Write out again, exactly as they stand, the line that includes "In this exercise you will find the white front" and all remaining lines of the entries.

───── SUPPLIED DATA ─────

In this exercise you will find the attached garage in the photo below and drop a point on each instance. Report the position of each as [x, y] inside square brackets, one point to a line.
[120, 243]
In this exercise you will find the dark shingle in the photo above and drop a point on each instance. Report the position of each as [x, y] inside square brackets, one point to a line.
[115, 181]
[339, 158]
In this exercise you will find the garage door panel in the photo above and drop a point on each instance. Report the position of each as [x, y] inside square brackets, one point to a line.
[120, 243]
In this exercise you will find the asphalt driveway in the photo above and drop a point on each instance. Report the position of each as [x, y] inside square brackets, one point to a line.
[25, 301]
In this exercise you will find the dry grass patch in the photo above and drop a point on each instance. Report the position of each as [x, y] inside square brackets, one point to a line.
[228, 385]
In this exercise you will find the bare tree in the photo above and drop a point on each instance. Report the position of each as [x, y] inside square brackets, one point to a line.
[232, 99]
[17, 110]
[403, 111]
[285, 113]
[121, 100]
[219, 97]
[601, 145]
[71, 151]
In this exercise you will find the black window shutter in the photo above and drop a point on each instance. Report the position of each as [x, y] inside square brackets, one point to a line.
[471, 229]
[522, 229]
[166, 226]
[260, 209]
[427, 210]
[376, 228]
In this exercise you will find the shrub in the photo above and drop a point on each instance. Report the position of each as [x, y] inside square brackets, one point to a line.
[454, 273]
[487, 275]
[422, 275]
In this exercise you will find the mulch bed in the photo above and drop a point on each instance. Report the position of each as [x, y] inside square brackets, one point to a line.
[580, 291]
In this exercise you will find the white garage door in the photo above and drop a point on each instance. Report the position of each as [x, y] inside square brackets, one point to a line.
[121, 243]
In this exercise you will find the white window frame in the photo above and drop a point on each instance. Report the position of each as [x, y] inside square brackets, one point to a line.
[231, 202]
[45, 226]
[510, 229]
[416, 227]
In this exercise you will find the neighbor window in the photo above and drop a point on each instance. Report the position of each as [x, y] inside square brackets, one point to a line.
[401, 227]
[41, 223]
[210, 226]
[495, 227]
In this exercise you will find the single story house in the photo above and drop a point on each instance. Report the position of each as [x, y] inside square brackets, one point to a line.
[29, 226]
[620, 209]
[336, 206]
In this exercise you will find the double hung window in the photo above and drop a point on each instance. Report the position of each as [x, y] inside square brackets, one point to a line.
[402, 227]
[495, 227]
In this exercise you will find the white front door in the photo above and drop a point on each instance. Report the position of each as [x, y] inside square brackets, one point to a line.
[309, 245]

─────

— TASK RESPONSE —
In this exercise you will find the white front door in the photo above and drop a point on each instance. Report the position of each as [x, y] inside square brackets, one point to a line.
[309, 245]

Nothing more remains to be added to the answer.